* _WHAT TO WORK ON_
All the entries below should be reproduced exactly.

··········

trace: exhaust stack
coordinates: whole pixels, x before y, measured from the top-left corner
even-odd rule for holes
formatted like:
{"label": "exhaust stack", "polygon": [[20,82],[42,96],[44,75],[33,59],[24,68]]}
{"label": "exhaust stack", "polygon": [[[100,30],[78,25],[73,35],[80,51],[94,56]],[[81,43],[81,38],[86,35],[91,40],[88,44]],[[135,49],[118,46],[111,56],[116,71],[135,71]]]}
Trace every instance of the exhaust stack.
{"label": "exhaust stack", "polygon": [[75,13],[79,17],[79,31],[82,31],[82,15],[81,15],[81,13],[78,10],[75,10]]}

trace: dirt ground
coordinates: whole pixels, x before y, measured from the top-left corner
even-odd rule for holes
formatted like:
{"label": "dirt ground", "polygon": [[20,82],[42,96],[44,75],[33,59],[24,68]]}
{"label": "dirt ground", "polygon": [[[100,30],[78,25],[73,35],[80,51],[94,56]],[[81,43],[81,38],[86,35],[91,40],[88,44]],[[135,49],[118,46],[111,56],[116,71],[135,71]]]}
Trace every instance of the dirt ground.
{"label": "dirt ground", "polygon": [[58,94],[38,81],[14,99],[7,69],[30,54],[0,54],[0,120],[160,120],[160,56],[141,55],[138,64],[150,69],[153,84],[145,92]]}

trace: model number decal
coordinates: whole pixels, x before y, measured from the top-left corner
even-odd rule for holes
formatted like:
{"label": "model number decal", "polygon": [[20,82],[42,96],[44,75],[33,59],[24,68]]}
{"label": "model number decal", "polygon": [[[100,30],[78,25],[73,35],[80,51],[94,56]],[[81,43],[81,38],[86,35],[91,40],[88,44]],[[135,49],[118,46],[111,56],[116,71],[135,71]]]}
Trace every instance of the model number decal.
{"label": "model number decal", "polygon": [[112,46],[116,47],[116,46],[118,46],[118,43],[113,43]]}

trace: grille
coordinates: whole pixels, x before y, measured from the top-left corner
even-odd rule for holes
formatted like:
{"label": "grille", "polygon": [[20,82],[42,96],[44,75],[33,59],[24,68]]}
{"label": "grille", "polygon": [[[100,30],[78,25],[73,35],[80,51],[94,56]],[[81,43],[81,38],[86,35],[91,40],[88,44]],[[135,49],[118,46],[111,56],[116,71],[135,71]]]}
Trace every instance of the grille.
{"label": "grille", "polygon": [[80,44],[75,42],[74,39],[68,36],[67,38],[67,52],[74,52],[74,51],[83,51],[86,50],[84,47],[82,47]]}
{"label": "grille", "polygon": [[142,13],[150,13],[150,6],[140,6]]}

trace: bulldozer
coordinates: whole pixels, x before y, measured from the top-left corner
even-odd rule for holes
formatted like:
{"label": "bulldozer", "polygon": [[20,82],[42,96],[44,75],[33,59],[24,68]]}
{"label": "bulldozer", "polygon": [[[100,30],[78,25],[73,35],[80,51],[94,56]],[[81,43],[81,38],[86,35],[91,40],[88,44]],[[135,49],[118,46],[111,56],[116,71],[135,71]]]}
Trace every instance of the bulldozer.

··········

* _REPLY TO THE EXERCISE_
trace: exhaust stack
coordinates: whole pixels, x before y, measured from the top-left corner
even-odd rule for holes
formatted like:
{"label": "exhaust stack", "polygon": [[20,82],[42,96],[44,75],[33,59],[24,68]]}
{"label": "exhaust stack", "polygon": [[[100,30],[78,25],[73,35],[80,51],[94,56]],[[81,43],[81,38],[86,35],[91,40],[88,44]],[[135,49],[118,46],[111,56],[116,71],[135,71]]]}
Trace every instance of the exhaust stack.
{"label": "exhaust stack", "polygon": [[75,13],[79,17],[79,31],[82,31],[82,15],[81,15],[81,13],[78,10],[75,10]]}

trace: dirt ground
coordinates: whole pixels, x before y, measured from the top-left corner
even-odd rule for holes
formatted like:
{"label": "dirt ground", "polygon": [[20,82],[42,96],[44,75],[33,59],[24,68]]}
{"label": "dirt ground", "polygon": [[[100,30],[78,25],[73,35],[80,51],[94,56]],[[81,43],[81,38],[86,35],[91,40],[88,44]],[[135,49],[118,46],[111,56],[116,71],[135,71]]]}
Trace every instance of the dirt ground.
{"label": "dirt ground", "polygon": [[58,94],[38,81],[14,99],[7,69],[30,54],[0,54],[0,120],[160,120],[160,56],[141,55],[138,64],[150,69],[153,84],[145,92]]}

trace: model number decal
coordinates: whole pixels, x before y, measured from the top-left corner
even-odd rule for holes
formatted like:
{"label": "model number decal", "polygon": [[20,82],[42,96],[44,75],[33,59],[24,68]]}
{"label": "model number decal", "polygon": [[[100,30],[78,25],[73,35],[80,51],[94,56]],[[81,43],[81,38],[86,35],[91,40],[88,44]],[[135,49],[118,46],[111,56],[116,71],[135,71]]]}
Trace every instance of the model number decal.
{"label": "model number decal", "polygon": [[112,46],[116,47],[116,46],[118,46],[118,43],[113,43]]}

trace: grille
coordinates: whole pixels, x before y, measured from the top-left corner
even-odd rule for holes
formatted like:
{"label": "grille", "polygon": [[20,82],[42,96],[44,75],[33,59],[24,68]]}
{"label": "grille", "polygon": [[[100,30],[78,25],[73,35],[80,51],[94,56]],[[81,43],[81,38],[86,35],[91,40],[88,44]],[[135,49],[118,46],[111,56],[116,71],[135,71]]]}
Trace every instance of the grille.
{"label": "grille", "polygon": [[80,44],[75,42],[74,39],[68,36],[67,38],[67,52],[74,52],[74,51],[83,51],[86,50],[84,47],[82,47]]}
{"label": "grille", "polygon": [[142,13],[150,13],[150,6],[140,6]]}

trace: bulldozer
coordinates: whole pixels, x before y, measured from the top-left corner
even-odd rule for holes
formatted like:
{"label": "bulldozer", "polygon": [[20,82],[42,96],[44,75],[33,59],[24,68]]}
{"label": "bulldozer", "polygon": [[[100,30],[78,25],[73,35],[80,51],[94,56]],[[81,43],[81,38],[86,35],[91,40],[88,44]],[[135,49],[118,46],[111,56],[116,71],[135,71]]]}
Trace every instance of the bulldozer.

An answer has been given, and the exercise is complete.